> SOURCE TEXT:
╔══

On Friday, Speaker Tina Kotek of the Oregon House of Representatives, a Democrat, renewed her call for Mr. Nearman to resign.

“Rep. Nearman put every person in the Capitol in serious danger and created fear among Capitol staff and legislators,” she said on Twitter.

Representative Christine Drazan, the Republican minority leader, said in a statement that legislators “are not above the law.”

“State legislators are the voices of their community,” she said. “The charges have been filed in Marion County Circuit Court and I trust the judicial process to be fair and objective.”

“I don’t condone violence, nor do I participate in it,” Mr. Nearman said in January, according to The Salem Statesman Journal. “I hope for due process, and not the mob justice to which Speaker Kotek is subjecting me.”

In a statement in January, Ms. Kotek said Mr. Nearman had been stripped of his committee assignments. That announcement came five days after hundreds of rioters crashed through barricades in Washington and stormed into the United States Capitol.

Ms. Kotek said Mr. Nearman’s actions on Dec. 21 allowed “rioters” trying to break into the Legislature’s third special session to enter the State Capitol.

“Representative Nearman put every person in the Capitol in serious danger,” Ms. Kotek said. “The consequences could have been much worse had law enforcement not stepped in so quickly. His actions have created immense fear among legislators and Capitol staff.”

╚══

> LIST OF TASKS:
**a.** Copy the rows of the box-labeling dataset below word for word, starting with the first row and continuing up to and including the line that contains "120, 23, 138]]".
**b.** Write the next part of the news excerpt about Representative Nearman and the Oregon State Capitol, picking up after its final sentence.

> Rows from a box-labeling dataset:
╔══

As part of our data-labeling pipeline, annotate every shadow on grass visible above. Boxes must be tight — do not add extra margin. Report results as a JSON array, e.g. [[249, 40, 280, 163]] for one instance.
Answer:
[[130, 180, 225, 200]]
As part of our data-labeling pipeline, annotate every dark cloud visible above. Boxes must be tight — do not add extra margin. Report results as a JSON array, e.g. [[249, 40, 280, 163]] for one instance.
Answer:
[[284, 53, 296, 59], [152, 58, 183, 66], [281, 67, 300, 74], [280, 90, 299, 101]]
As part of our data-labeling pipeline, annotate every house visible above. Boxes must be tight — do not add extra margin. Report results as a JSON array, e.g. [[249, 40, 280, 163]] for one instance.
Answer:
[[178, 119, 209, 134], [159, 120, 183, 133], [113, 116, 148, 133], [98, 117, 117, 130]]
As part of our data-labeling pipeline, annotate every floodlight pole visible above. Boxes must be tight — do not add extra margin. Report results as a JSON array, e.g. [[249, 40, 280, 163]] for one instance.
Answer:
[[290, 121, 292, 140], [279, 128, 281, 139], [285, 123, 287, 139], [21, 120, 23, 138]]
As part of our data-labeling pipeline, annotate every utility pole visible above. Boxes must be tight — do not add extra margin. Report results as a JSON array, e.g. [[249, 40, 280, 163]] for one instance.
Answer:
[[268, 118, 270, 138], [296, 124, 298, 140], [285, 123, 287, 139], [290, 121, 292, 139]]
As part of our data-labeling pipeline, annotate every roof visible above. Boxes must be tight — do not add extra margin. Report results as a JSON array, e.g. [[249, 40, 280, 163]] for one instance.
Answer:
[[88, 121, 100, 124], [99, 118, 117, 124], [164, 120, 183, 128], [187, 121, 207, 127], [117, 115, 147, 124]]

╚══

> ANSWERS FOR THIS EXERCISE:
**a.**
As part of our data-labeling pipeline, annotate every shadow on grass visible above. Boxes must be tight — do not add extra margin. Report results as a JSON array, e.g. [[249, 40, 280, 163]] for one instance.
Answer:
[[130, 180, 225, 200]]
As part of our data-labeling pipeline, annotate every dark cloud visible above. Boxes must be tight — do not add extra margin. Report results as a JSON array, e.g. [[249, 40, 280, 163]] for one instance.
Answer:
[[284, 53, 296, 59], [152, 58, 183, 66], [281, 67, 300, 74], [280, 90, 299, 101]]
As part of our data-labeling pipeline, annotate every house visible above. Boxes must be tight — do not add extra margin. Report results as a JSON array, e.g. [[249, 40, 280, 163]] for one instance.
Answer:
[[178, 119, 209, 134], [159, 120, 183, 133], [113, 116, 148, 133], [98, 117, 117, 130]]
As part of our data-labeling pipeline, annotate every floodlight pole visible above. Boxes must be tight — do not add extra margin. Report results as a JSON array, e.g. [[249, 40, 280, 163]] for one instance.
Answer:
[[290, 121, 292, 140], [279, 128, 281, 139], [285, 123, 287, 139], [21, 120, 23, 138]]

**b.**
She said she sent him an invoice for $2,000 to cover the damage the demonstrators caused.

On Jan. 11, Mr. Nearman, wearing a mask, read a prepared statement on the floor and agreed to rescind his badge access to the Capitol.

He also agreed that he would give 24 hours’ notice to the legislative administrator and the Legislative Equity Office so that “arrangements can be made to allow me to enter into the building and to provide notice of my presence to all Capitol occupants.”

“I will not allow any nonauthorized personnel into the Capitol,” Mr. Nearman said.

Ms. Kotek said the safety measures imposed on Mr. Nearman “will allow notice to be provided to all Capitol occupants so they can adjust their plans if they do not feel safe working in the building while he is present.”